Recopiez à l'identique un passage de l'entretien sur les négociations de la Grèce : commencez aux mots « Avez-vous essayé de » et arrêtez-vous après « l’écoute, comme Podemos ? ».

#### Texte fourni:
+ + + + +

On a senti, le gouvernement a senti qu’on ne pouvait pas arrêter le processus. Ma suggestion depuis le début, c’était celle-ci : « ce pays s’effondre, il s’effondre depuis longtemps… Bien sûr nous avons besoin de le réformer. Nous sommes d’accord là dessus. » Parce que le temps presse, et parce que pendant les négociations, la BCE réduisait les liquidités pour nous mettre la pression, ma proposition constante à la Troïka était très simple : mettons nous d’accord sur 3, 4 réformes importantes, comme le système fiscal, comme la TVA, et appliquons-les immédiatement. Et relâchez les restrictions sur les liquidités de la BCE. Vous voulez un accord global, travaillons-y, et en attendant, laissez-moi présenter ces réformes au parlement comme un accord entre vous et nous.

Et ils répondaient « non non non, il doit y avoir un accord global. Rien ne sera mis en œuvre si vous osez faire des propositions de lois. Ce sera considéré comme une action unilatérale hostile au processus d’élaboration d’un accord ». Et bien sûr, quelques mois plus tard, ils font fuiter aux médias que nous n’avons pas réformé le pays et que nous perdions du temps ! Et donc… (ricanements), on s’était fait piéger, dans un sens, sur un sujet très important.

Donc, au moment où les liquidités se sont presque complètement asséchées, que nous étions en situation de défaut, ou de quasi-défaut, envers le FMI, ils ont amené leurs propositions, qui étaient totalement impossibles, totalement invivables et toxiques. Donc ils ont joué la montre, et ils sont venus avec le genre de propositions que vous présentez au camp d’en face quand vous ne voulez pas d’accord.

Avez-vous essayé de travailler avec les autres gouvernements des autres pays endettés ?

La réponse est non, pour une raison très simple : dès le début, ces pays en particulier ont rendu abondamment clair qu’ils étaient les ennemis les plus énergiques de notre gouvernement, dès le tout début. Et la raison, bien sûr, était que notre succès est leur pire cauchemar : si nous réussissions à négocier un meilleur accord pour la Grèce, cela les écraserait politiquement, ils auraient à répondre à leurs propres peuples sur pourquoi ils n’avaient pas négocié comme nous l’avions fait.

Et vous associer avec des partis plus à l’écoute, comme Podemos ? 

Pas vraiment. Je veux dire, nous avons toujours eu une bonne relation avec eux, mais il ne pouvaient rien faire, leur voix ne se faisait pas entendre à l’Eurogroupe. Et de fait, plus ils s’affichaient en notre faveur, ce qu’ils ont fait, plus le ministre des finances représentant leur pays devenait inamical à notre égard.

Et George Osborne ? Quelles étaient vous relations avec lui ?

Oh, très bonnes, très plaisantes, excellentes. Mais il est hors de la boucle, il ne fait pas partie de l’Eurogroupe. Quand j’ai discuté avec lui à plusieurs occasions, j’ai bien vu qu’il était très compréhensif. Et de fait, si vous lisez The Telegraph, les meilleurs défenseurs de notre cause ont été les Tories ! Parce que leur euroscepticisme, hum… ce n’est pas juste de l’euroscepticisme, c’est une vision Burkienne de la souveraineté du parlement – dans notre cas, il était très clair que notre parlement était traité comme des ordures.

+ + + + +

Données d'étiquetage par coordonnées:
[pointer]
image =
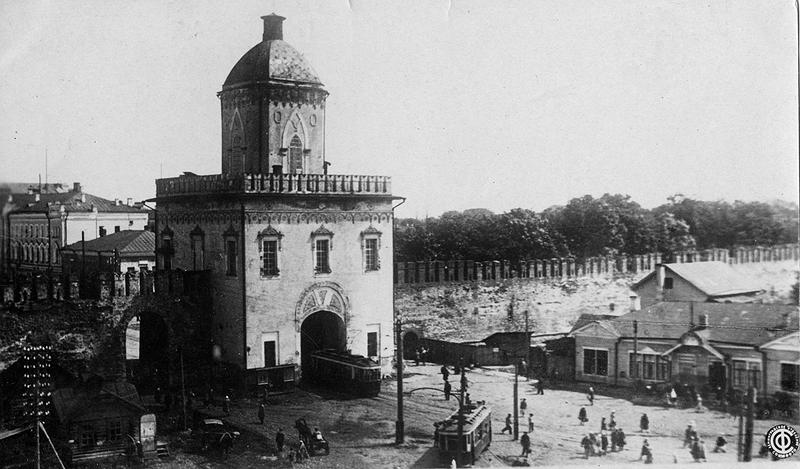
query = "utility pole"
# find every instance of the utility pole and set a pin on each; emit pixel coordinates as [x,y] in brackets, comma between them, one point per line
[461,443]
[748,425]
[183,393]
[516,405]
[635,349]
[399,425]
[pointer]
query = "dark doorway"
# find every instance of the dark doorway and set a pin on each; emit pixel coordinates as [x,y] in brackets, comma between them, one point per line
[716,375]
[321,330]
[153,352]
[410,342]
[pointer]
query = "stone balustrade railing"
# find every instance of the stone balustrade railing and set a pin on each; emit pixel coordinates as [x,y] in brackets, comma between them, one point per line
[274,184]
[570,267]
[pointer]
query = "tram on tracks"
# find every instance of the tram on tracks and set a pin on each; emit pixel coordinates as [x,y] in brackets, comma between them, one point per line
[475,435]
[350,373]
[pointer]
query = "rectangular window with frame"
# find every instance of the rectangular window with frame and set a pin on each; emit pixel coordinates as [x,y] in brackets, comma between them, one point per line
[790,377]
[372,344]
[595,362]
[230,256]
[651,367]
[270,257]
[371,260]
[739,373]
[322,256]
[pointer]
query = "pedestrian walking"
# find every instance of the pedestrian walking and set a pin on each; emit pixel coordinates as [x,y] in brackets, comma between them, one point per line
[302,451]
[621,439]
[525,441]
[226,405]
[280,439]
[582,415]
[508,426]
[720,446]
[698,450]
[646,453]
[588,447]
[689,435]
[644,424]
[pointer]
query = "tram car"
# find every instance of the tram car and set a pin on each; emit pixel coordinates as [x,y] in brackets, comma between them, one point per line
[476,434]
[350,373]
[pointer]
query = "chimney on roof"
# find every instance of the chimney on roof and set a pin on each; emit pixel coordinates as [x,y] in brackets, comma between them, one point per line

+ + + + +

#### Solution de l'exercice:
Avez-vous essayé de travailler avec les autres gouvernements des autres pays endettés ?

La réponse est non, pour une raison très simple : dès le début, ces pays en particulier ont rendu abondamment clair qu’ils étaient les ennemis les plus énergiques de notre gouvernement, dès le tout début. Et la raison, bien sûr, était que notre succès est leur pire cauchemar : si nous réussissions à négocier un meilleur accord pour la Grèce, cela les écraserait politiquement, ils auraient à répondre à leurs propres peuples sur pourquoi ils n’avaient pas négocié comme nous l’avions fait.

Et vous associer avec des partis plus à l’écoute, comme Podemos ?